■ WHAT YOU HAVE TO DO
Pull out each line of the data below that contains the word "green".

[Object position labeling entries]
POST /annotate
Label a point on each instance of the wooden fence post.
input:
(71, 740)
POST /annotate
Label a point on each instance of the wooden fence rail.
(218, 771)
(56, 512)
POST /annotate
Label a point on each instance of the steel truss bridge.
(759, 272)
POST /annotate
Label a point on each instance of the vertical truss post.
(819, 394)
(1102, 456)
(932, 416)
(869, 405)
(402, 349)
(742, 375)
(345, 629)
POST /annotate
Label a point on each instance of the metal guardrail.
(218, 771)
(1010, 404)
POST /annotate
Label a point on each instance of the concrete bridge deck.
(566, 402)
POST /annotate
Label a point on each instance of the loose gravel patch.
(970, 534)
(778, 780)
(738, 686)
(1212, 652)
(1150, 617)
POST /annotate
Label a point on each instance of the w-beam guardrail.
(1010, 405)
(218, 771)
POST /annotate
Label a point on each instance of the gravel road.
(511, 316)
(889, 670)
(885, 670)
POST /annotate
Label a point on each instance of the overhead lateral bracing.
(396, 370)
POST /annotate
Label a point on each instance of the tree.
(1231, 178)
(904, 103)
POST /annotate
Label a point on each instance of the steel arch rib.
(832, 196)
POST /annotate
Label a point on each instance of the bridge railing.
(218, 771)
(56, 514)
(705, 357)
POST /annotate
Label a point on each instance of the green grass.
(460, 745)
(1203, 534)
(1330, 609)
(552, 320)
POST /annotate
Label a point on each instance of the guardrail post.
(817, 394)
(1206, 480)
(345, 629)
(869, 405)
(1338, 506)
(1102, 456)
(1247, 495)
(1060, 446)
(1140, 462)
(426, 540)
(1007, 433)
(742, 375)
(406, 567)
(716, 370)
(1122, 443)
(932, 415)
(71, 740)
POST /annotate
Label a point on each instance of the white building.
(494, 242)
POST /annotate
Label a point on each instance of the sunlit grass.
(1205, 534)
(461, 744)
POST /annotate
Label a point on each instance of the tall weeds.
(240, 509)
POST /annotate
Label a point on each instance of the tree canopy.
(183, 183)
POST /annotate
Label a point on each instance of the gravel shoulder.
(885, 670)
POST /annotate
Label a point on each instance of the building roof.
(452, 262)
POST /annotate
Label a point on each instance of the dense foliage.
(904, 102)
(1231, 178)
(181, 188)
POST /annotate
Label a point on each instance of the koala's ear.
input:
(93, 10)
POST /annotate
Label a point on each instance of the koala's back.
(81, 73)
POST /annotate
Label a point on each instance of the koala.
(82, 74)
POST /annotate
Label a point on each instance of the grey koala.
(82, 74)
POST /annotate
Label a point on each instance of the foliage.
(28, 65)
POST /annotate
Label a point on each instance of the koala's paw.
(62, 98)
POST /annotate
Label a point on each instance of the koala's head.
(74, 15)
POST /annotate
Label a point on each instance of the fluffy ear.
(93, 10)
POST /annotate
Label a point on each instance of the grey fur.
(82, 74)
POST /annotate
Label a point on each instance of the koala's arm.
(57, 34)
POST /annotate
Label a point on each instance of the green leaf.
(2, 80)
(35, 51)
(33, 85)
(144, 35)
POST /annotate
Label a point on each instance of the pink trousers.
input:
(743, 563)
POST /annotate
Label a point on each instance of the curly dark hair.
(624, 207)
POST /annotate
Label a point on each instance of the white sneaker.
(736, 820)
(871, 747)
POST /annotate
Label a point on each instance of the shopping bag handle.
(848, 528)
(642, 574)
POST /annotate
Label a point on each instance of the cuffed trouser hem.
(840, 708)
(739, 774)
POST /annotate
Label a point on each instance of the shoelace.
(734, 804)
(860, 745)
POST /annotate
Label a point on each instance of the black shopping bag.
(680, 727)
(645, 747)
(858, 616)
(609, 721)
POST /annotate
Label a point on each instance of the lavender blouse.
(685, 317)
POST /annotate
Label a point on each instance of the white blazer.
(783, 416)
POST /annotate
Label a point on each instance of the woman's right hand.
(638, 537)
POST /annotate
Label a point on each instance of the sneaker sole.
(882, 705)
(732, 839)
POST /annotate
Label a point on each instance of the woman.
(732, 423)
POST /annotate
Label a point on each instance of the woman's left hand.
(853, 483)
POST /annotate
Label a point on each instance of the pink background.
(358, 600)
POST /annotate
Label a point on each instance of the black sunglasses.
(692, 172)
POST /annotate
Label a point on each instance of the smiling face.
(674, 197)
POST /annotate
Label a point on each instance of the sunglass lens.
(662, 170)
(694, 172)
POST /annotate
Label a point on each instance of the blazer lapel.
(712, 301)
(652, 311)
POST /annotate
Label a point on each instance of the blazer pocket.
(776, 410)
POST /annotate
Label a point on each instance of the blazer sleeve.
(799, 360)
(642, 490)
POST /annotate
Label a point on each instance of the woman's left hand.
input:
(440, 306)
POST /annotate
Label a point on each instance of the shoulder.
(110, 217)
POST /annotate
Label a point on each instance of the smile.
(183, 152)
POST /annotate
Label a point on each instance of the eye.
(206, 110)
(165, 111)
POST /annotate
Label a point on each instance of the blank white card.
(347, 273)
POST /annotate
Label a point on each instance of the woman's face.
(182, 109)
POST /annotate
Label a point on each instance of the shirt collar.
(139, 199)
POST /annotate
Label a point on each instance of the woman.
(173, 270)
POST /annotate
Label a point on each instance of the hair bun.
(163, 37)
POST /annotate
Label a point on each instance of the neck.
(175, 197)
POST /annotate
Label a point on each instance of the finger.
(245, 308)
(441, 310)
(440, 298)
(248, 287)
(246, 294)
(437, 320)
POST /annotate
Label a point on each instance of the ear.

■ WRITTEN RESPONSE
Label a point on each instance of the green grass.
Label a point on each instance of the green leaf.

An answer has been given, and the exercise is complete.